Start

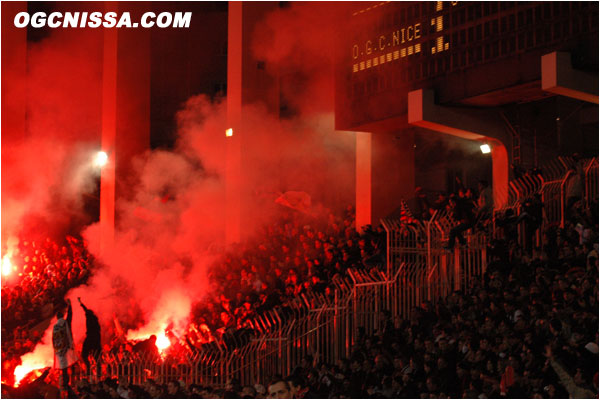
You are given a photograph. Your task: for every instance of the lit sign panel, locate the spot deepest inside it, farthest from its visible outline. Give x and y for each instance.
(404, 41)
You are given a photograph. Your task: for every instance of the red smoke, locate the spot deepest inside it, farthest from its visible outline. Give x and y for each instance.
(170, 227)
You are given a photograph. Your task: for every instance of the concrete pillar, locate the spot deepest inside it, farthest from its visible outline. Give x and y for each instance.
(125, 112)
(234, 119)
(481, 125)
(363, 179)
(109, 133)
(558, 76)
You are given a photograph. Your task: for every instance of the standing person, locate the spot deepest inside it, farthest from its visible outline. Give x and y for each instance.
(462, 210)
(62, 341)
(92, 343)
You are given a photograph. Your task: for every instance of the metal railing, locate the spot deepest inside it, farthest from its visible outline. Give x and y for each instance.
(418, 270)
(428, 271)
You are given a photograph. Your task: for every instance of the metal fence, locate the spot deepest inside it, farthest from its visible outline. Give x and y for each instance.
(425, 270)
(418, 269)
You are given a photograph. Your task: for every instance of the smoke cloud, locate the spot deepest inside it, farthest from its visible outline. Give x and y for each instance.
(170, 227)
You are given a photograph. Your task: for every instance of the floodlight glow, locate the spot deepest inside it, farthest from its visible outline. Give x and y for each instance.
(101, 159)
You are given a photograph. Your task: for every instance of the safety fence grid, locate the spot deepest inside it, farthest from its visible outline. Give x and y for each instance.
(418, 269)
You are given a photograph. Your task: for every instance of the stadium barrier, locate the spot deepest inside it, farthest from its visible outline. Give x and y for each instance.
(418, 270)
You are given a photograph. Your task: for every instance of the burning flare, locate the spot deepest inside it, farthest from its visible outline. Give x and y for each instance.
(7, 267)
(162, 341)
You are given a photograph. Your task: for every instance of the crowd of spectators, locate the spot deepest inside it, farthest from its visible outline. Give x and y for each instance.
(42, 273)
(530, 329)
(296, 255)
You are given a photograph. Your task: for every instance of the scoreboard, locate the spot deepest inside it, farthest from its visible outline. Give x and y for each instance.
(462, 49)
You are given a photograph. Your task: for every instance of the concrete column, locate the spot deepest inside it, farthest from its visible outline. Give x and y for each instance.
(234, 118)
(363, 179)
(109, 132)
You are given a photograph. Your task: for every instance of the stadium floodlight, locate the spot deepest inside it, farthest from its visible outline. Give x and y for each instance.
(101, 159)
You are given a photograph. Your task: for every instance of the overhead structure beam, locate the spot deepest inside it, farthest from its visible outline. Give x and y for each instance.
(467, 123)
(559, 76)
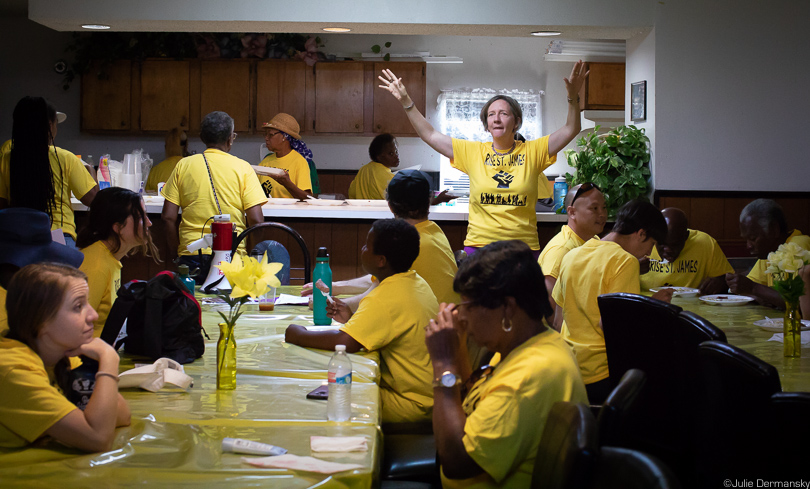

End

Reproduce every entry above with "visible outline" swapped for "visible edge" and everything else left as it is. Omit the pictures.

RESPONSE FOR THIS EXERCISE |
You are given a photograph. Your task: for every instance of the lit sign panel, locate the spot deepest inside it, farthest from its visible edge. Give x and y for each instance.
(404, 41)
You are given a photograph. Your task: for every instance of the red smoke, locate the spot deepest inside it, farthest from its visible edge. Give x and y for each instance.
(170, 227)
You are given a photograph. Your task: for every instance of the concrete pillar, locate the spot deepest inside it, farthest from its visible edge. Give x and y for each instance.
(125, 112)
(234, 119)
(481, 125)
(363, 179)
(109, 133)
(558, 76)
You are given a photograph. Your task: for every instance of the standing person, locate the spot deepest inside it, farthest from its visible edge. Give x and y for each instance.
(462, 210)
(62, 341)
(92, 343)
You are given a photograph. Your task: for every instance of the metal railing, locate the spot deepest inside it, farthest from its visible edge. Give x and y for each instance.
(418, 270)
(428, 271)
You are given a photograph. Your task: for every instance of the metal fence, locate the spot deepest inside it, farthest from its visible edge. Give x and y for each instance.
(425, 270)
(418, 269)
You are given a photograph. Your task: for every instance of the smoke cloud, locate the spot deepest inside it, farthest from its visible edge. Give x and y for each instance.
(170, 227)
You are given a photograph. Your task: for every instance of the floodlight glow, locate the spot deepest inside it, farthest from its visible edge. Give x and y for each instance.
(101, 159)
You are given a photograph. Your task: for every instance of the safety fence grid, locate the spot deepest inside it, farthest from its visible edge. Give x and y for each instance.
(418, 269)
You are given a photograph. Your task: for every instance of the stadium barrier, locate the spot deepest inside it, farthest from its visible edge. Give x and y for each instance.
(418, 270)
You are given a photograph. Your task: for every instance of the burning flare, locate the spot deepest inside it, farthest from its visible edge. Give x and y for each instance.
(7, 267)
(162, 341)
You are given a photograph. Your task: for every instance of the crowd of spectators, locate the spot deepest inside it, farthest from its visible edge. Give x and y for each instance.
(42, 273)
(530, 329)
(296, 255)
You are given a photograph. Your task: for every instance of the scoreboard, locate the spot deepest inside it, farthest from its visible edge. Give x and y for each instance.
(462, 49)
You are given a photograph. Your task: for every instance of the concrete column, locate the spot deepest inside it, farthest from its visible edge. Give x and y for each instance.
(234, 118)
(363, 179)
(109, 132)
You are given a photograph. Your task: for every instance of the stadium floodlight, locate the spot deepest inside it, farthest from its visible edge. Give x and y for each instance.
(101, 159)
You are given a photograph. Your task: for every instance of the overhead structure beam, locate the spot deepest inside it, farthest from its visible edge. Give x and y for each instance.
(467, 123)
(559, 76)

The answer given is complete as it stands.